-- Task data start --

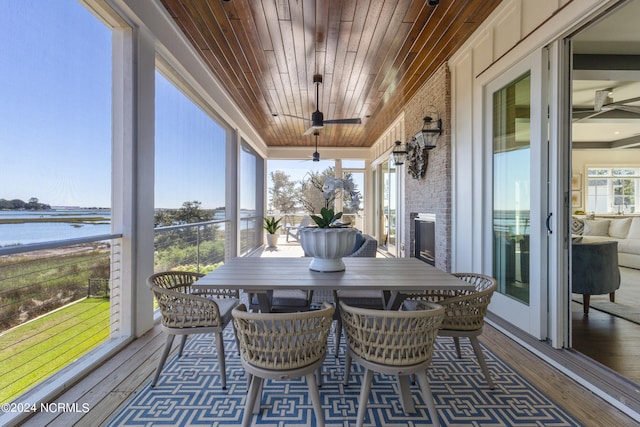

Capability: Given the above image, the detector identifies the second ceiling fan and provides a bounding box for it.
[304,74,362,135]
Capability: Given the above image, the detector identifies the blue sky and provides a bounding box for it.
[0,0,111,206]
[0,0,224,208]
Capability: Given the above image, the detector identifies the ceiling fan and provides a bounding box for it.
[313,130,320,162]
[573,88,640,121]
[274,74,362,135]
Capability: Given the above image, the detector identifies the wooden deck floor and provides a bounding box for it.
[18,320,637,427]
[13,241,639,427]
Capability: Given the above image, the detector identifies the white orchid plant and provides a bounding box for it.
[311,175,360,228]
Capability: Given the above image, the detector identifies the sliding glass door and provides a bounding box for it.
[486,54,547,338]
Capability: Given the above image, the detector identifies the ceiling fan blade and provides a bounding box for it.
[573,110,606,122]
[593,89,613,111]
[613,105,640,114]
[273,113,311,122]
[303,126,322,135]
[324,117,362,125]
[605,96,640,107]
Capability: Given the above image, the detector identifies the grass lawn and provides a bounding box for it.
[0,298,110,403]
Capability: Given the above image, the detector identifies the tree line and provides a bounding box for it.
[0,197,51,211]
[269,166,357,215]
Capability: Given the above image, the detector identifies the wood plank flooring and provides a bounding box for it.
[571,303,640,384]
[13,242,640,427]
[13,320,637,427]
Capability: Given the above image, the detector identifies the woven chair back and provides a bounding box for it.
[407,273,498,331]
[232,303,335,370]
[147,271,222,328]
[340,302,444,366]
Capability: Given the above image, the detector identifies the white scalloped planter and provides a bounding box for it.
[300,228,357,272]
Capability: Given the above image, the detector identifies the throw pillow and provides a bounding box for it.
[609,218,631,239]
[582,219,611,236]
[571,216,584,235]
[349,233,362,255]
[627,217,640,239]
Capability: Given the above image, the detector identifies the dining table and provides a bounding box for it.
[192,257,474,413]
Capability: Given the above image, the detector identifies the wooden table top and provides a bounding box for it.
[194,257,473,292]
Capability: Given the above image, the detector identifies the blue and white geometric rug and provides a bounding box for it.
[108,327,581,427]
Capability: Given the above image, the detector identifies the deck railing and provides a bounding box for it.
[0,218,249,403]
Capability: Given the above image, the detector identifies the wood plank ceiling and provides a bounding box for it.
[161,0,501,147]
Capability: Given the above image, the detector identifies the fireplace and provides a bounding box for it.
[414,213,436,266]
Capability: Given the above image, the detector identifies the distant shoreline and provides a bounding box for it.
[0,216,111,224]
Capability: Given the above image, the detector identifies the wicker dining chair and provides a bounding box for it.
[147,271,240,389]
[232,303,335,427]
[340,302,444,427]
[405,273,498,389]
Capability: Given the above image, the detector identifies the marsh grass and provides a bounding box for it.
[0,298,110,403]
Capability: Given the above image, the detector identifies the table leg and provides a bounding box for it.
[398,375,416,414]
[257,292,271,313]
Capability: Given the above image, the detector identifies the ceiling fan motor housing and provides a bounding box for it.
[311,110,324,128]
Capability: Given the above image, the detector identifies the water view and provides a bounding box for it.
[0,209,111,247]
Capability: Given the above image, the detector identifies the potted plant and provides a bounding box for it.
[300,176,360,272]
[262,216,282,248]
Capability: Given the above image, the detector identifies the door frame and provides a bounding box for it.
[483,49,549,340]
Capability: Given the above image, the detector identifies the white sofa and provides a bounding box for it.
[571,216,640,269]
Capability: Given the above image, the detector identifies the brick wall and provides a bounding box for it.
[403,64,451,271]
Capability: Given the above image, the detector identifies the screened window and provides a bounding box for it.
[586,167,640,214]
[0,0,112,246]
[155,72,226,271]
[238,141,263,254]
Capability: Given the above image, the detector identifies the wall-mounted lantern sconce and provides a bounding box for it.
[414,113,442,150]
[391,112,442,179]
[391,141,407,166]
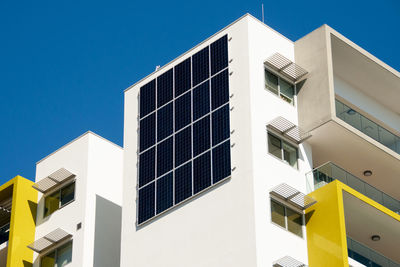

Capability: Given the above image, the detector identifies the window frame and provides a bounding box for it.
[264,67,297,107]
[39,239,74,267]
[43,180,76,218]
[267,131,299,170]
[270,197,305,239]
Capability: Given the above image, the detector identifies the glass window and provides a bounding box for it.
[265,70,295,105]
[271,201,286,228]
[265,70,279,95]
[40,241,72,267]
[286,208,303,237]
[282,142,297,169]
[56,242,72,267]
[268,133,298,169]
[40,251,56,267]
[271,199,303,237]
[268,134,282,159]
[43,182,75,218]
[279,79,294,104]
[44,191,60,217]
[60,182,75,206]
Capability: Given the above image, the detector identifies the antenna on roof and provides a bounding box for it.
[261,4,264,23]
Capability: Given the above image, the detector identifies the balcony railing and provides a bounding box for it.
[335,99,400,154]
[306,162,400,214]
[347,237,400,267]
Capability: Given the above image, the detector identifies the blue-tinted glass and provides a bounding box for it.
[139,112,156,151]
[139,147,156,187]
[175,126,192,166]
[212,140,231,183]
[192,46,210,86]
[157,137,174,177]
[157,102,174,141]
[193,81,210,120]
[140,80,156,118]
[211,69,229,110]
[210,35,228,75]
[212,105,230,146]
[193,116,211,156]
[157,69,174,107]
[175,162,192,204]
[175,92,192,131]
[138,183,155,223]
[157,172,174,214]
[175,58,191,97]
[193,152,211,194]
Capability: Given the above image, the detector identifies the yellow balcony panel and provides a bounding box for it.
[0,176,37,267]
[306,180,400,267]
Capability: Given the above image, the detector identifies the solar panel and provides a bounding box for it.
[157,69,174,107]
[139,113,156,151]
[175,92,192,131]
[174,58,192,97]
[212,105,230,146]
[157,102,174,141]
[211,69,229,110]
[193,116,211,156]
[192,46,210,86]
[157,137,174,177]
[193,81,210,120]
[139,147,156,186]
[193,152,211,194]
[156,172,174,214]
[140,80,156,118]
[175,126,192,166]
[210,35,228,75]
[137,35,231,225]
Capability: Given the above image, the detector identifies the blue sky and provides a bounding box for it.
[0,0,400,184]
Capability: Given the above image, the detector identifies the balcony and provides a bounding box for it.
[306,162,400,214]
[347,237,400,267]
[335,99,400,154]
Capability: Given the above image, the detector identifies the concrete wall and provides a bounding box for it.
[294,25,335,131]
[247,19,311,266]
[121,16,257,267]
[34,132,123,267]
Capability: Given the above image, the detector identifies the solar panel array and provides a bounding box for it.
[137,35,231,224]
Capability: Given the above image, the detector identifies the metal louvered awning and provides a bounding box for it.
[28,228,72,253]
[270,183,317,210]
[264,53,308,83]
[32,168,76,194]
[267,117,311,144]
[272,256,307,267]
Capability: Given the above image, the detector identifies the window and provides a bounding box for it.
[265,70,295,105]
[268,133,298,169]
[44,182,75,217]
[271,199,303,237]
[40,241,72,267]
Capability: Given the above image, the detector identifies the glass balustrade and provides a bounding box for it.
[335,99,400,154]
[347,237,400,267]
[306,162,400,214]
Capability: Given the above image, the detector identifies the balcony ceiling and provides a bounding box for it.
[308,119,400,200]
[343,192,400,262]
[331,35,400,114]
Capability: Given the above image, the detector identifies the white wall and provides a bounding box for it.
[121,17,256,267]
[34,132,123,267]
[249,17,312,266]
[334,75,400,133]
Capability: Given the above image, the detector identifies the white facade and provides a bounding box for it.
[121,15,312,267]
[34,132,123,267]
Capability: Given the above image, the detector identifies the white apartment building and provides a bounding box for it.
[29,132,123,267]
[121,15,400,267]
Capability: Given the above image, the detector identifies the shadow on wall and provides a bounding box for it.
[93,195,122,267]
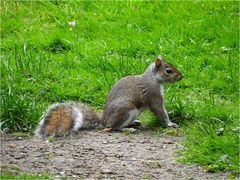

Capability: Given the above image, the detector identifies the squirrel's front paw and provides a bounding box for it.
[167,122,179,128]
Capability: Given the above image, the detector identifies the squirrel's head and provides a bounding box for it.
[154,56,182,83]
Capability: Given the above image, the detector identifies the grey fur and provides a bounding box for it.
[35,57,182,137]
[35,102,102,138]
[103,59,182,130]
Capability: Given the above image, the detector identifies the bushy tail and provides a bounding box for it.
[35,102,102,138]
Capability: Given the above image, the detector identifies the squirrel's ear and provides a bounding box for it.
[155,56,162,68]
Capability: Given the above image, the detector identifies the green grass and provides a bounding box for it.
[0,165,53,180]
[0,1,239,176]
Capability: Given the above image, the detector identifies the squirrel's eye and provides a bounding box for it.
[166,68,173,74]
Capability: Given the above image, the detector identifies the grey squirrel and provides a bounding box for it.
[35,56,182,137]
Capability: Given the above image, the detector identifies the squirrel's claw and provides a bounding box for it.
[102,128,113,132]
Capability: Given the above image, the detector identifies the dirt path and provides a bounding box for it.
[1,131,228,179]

-- Task data end --
-- Task data start --

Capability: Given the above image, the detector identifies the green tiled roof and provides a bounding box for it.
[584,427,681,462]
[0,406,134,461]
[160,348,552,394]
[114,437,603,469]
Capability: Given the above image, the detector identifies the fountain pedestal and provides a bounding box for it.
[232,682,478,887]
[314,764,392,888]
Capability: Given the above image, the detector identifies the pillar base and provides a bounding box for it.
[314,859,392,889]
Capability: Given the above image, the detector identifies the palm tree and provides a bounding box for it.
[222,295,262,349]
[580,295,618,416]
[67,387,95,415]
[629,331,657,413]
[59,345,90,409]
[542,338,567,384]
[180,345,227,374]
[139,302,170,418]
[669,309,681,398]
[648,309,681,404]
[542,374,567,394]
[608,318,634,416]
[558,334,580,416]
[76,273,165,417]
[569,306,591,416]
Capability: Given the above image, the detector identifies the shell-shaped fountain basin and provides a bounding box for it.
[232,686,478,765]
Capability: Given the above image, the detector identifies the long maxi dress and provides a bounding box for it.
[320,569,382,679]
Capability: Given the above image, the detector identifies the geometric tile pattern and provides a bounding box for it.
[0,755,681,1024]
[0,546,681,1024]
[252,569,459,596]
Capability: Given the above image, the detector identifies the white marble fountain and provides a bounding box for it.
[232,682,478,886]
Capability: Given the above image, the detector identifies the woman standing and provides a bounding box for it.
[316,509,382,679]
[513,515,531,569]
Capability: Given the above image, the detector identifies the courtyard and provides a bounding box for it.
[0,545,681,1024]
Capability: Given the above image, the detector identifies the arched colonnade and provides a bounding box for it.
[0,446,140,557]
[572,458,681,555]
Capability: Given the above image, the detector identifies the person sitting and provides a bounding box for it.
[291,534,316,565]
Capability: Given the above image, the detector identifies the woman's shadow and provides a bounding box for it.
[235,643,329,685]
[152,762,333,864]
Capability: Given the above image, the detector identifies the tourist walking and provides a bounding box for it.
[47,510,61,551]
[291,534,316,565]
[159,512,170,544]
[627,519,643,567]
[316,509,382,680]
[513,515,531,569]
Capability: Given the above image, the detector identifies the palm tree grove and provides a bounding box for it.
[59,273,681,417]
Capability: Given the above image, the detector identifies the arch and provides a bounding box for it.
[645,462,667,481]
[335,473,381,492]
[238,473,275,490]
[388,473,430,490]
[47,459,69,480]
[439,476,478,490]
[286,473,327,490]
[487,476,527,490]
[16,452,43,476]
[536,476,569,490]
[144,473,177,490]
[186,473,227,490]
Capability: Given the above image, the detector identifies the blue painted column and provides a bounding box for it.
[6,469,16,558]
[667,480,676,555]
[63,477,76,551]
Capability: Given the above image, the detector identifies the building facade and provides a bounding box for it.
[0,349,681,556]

-- Task data end --

*Requirements:* Rewrite the entries from the line containing "dress and provides a bounding box for it." through the line containing "[0,545,681,1024]", keeping every Capability line and adding -22 to each coordinate in the bounding boxes.

*Finished exercise:*
Capability: Given the above image, the detector identifies the long maxi dress and provides a bounding box for it.
[298,547,360,657]
Capability: Given the above image, the detector identifies the geometric tile pattern and provides a bounding box for it.
[-22,733,659,1002]
[-22,524,659,1002]
[230,547,437,574]
Capability: Given the above image, the detector identifies the white marble fountain and provides a bounding box for it.
[210,660,456,864]
Capability: Given the above image, the detector identifies the woman standing and provides a bounding box for it.
[294,487,360,657]
[491,493,509,547]
Capability: Given the above image, the detector identifies the courtyard and provides a bounding box for it.
[-22,523,659,1002]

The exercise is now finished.